Aim >> Turn each line of the records below into an item in a numbered list, leaving out any blank lines.

========================

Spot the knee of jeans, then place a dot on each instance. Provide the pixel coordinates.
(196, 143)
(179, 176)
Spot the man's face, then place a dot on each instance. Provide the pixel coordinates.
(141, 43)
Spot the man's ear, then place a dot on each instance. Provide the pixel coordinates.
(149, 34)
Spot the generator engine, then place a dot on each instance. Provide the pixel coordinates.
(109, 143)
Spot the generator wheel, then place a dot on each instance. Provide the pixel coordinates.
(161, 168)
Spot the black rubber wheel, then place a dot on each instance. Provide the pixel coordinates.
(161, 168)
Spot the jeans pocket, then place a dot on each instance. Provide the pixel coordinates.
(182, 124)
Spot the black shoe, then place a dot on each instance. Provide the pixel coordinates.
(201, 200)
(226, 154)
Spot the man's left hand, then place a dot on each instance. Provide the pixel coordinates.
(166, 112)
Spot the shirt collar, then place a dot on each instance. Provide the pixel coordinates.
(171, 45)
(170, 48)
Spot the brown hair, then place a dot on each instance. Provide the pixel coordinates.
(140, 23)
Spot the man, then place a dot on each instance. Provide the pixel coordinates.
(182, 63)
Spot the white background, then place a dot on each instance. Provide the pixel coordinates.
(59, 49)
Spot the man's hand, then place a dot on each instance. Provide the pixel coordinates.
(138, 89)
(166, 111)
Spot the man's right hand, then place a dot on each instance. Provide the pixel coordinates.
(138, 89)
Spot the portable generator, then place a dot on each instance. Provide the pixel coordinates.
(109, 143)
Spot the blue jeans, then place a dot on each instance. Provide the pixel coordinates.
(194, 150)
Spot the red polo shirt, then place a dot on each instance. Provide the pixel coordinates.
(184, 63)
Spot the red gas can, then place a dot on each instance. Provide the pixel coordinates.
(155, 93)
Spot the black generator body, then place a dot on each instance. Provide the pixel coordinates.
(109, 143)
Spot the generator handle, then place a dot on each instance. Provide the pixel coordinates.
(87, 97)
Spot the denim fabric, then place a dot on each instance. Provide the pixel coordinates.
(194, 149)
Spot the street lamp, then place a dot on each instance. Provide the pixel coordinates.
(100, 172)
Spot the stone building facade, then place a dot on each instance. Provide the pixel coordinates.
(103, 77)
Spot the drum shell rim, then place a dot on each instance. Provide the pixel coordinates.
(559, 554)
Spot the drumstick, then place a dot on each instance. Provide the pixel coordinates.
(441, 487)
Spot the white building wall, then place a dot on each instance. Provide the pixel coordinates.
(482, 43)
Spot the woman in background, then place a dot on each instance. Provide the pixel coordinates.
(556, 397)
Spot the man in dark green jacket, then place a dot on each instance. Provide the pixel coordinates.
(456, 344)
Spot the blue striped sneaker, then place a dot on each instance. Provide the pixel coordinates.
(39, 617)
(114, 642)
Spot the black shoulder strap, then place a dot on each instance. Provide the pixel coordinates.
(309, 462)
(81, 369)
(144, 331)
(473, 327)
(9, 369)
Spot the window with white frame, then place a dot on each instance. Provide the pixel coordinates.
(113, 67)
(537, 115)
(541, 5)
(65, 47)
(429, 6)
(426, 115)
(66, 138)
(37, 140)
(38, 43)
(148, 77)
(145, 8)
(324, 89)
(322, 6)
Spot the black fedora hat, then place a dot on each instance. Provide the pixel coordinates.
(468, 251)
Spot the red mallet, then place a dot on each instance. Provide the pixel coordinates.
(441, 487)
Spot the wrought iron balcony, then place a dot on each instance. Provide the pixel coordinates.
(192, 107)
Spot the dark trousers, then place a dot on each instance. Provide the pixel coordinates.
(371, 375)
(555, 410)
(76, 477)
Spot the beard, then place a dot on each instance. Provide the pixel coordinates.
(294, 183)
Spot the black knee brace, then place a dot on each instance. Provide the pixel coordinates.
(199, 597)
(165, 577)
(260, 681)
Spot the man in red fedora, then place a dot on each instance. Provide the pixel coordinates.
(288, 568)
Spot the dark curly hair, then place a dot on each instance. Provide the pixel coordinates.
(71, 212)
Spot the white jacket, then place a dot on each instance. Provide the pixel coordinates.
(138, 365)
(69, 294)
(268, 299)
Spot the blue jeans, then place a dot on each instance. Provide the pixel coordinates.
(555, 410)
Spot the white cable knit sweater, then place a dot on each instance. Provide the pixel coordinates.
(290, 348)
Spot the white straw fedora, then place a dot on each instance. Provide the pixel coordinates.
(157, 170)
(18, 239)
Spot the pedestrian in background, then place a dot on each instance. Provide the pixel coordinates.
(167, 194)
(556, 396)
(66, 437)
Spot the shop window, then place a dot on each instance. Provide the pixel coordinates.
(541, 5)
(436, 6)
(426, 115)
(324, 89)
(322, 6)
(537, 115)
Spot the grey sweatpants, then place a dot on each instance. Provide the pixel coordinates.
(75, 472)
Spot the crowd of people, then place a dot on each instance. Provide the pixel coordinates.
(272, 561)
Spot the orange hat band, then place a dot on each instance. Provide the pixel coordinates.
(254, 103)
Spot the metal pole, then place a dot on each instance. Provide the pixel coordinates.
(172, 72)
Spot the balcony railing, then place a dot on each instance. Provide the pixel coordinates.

========================

Answer >>
1. Spot the knee of jeans, then place a dot on each instance. Provide the pixel coordinates.
2. (196, 143)
3. (179, 176)
4. Spot the man's face, then place a dot on each instance. Provide the pixel coordinates.
5. (141, 43)
6. Spot the man's ear, then place a dot on each instance. Provide the pixel coordinates.
7. (149, 34)
8. Spot the generator engine, then place a dot on each instance. Provide the pixel coordinates.
9. (109, 143)
10. Spot the generator wheel, then place a dot on each instance. Provide the pixel coordinates.
11. (161, 168)
12. Spot the black rubber wheel, then place a dot on each instance. Provide the pixel coordinates.
13. (161, 168)
14. Spot the jeans pocket, then place a dot on each instance. Provide the pixel coordinates.
15. (182, 124)
16. Spot the black shoe, then place a dot on each instance. Provide the pixel coordinates.
17. (201, 200)
18. (226, 154)
19. Spot the man's left hand, then place a dot on each instance. Provide the pixel coordinates.
20. (166, 112)
21. Spot the shirt collar, then place a dot on each instance. Provide the pixel coordinates.
22. (171, 45)
23. (170, 48)
24. Spot the brown hair, then place a dot on each instance. Provide the pixel coordinates.
25. (140, 23)
26. Spot the man, then place a dot on each instance. Provide the pixel coordinates.
27. (182, 63)
28. Spot the white background, then place a dot on each instance. Provide the pixel coordinates.
29. (59, 49)
30. Spot the man's hand, then place a dot on each instance. Provide the pixel coordinates.
31. (138, 89)
32. (166, 111)
33. Spot the man's right hand, then place a dot on each instance. Provide the pixel coordinates.
34. (138, 89)
35. Spot the portable generator, then place a dot on each instance. Provide the pixel coordinates.
36. (109, 143)
37. Spot the blue jeans, then place a dot on each instance. Provide the pixel coordinates.
38. (194, 150)
39. Spot the red polo shirt, then place a dot on each instance. Provide the pixel coordinates.
40. (184, 63)
41. Spot the red gas can, then place a dot on each instance. Provide the pixel coordinates.
42. (155, 93)
43. Spot the black generator body, then place a dot on each instance. Provide the pixel coordinates.
44. (109, 143)
45. Spot the generator handle, then place a dot on each instance. Provide the pixel coordinates.
46. (87, 97)
47. Spot the denim fabric, then place a dot on each instance. Provide the pixel coordinates.
48. (194, 149)
49. Spot the street lamp, then place a dot on each instance. Provide the pixel coordinates.
50. (100, 172)
51. Spot the stone building facade, then place a dot on each instance. Provide the pixel coordinates.
52. (103, 77)
53. Spot the drum shell rim, then place a dot on each instance. Provide the pixel coordinates.
54. (559, 554)
55. Spot the drumstick, then place a dot on each instance. Provide the pixel coordinates.
56. (441, 487)
57. Spot the white building wall, then place a dot on each instance. Provide the pixel coordinates.
58. (482, 43)
59. Spot the woman in background, then place a dot on each instance. Provide the pixel coordinates.
60. (556, 397)
61. Spot the man in dark green jacket, then place a dot on each instance. Provide the pixel coordinates.
62. (456, 344)
63. Spot the blue striped sneaker, then place a dot on each instance. Provide the pixel coordinates.
64. (39, 617)
65. (114, 642)
66. Spot the black shoulder strap, then place a dot on each instance. Provide the pixel coordinates.
67. (309, 462)
68. (81, 369)
69. (144, 331)
70. (473, 327)
71. (9, 369)
72. Spot the window with white frame, then place a dot on each instance. Provide the pixel coordinates.
73. (113, 67)
74. (537, 115)
75. (541, 5)
76. (65, 47)
77. (429, 6)
78. (426, 115)
79. (66, 138)
80. (37, 140)
81. (38, 43)
82. (148, 77)
83. (145, 8)
84. (324, 89)
85. (322, 6)
86. Spot the black fedora hat, then place a dot on each instance. Provide the pixel coordinates.
87. (468, 251)
88. Spot the red mallet, then place a dot on each instance. Provide the pixel coordinates.
89. (441, 487)
90. Spot the wrought iron balcony, then place a dot on each instance. Provide the pixel coordinates.
91. (192, 107)
92. Spot the dark trousers, then place a dot on each instance. Provide the pixel coordinates.
93. (371, 375)
94. (555, 410)
95. (76, 477)
96. Spot the beard, then place a dot on each instance. Provide the pixel coordinates.
97. (294, 183)
98. Spot the black knee brace, then place a dot on each instance. Provide the pixel coordinates.
99. (199, 597)
100. (165, 577)
101. (260, 681)
102. Spot the man in red fedora, then place a dot on each instance. Provide the pixel coordinates.
103. (288, 568)
104. Spot the dark curly hair, then place a dot on each instance. Provide the pixel coordinates.
105. (71, 212)
106. Spot the white jacket, then place a dot on each instance. Provide the pixel coordinates.
107. (138, 365)
108. (69, 294)
109. (268, 299)
110. Spot the blue jeans, then place a dot on each instance. Provide the pixel coordinates.
111. (555, 410)
112. Spot the white cable knit sweater, then place a dot on each instance. Provide the pixel coordinates.
113. (290, 348)
114. Spot the white straw fedora, then place a dot on each instance. Provide the pixel coordinates.
115. (157, 170)
116. (18, 239)
117. Spot the pedestrian in background, then place a dot on each instance. Provide the pixel coordinates.
118. (167, 194)
119. (556, 396)
120. (66, 437)
121. Spot the shop window, then place a dot on each instance. Provide the pixel coordinates.
122. (541, 5)
123. (436, 6)
124. (426, 115)
125. (324, 89)
126. (322, 6)
127. (537, 115)
128. Spot the grey sweatpants, then place a dot on each instance. Provide the pixel coordinates.
129. (75, 472)
130. Spot the crowd of people, then place a dot on each instance. Provide the pixel coordinates.
131. (272, 561)
132. Spot the orange hat band, then place a dot on each instance. Provide the pixel coordinates.
133. (254, 103)
134. Spot the metal pole, then place a dot on each instance. Provide the pixel coordinates.
135. (172, 72)
136. Spot the balcony railing, then place a dot on each instance. Provide the pixel coordinates.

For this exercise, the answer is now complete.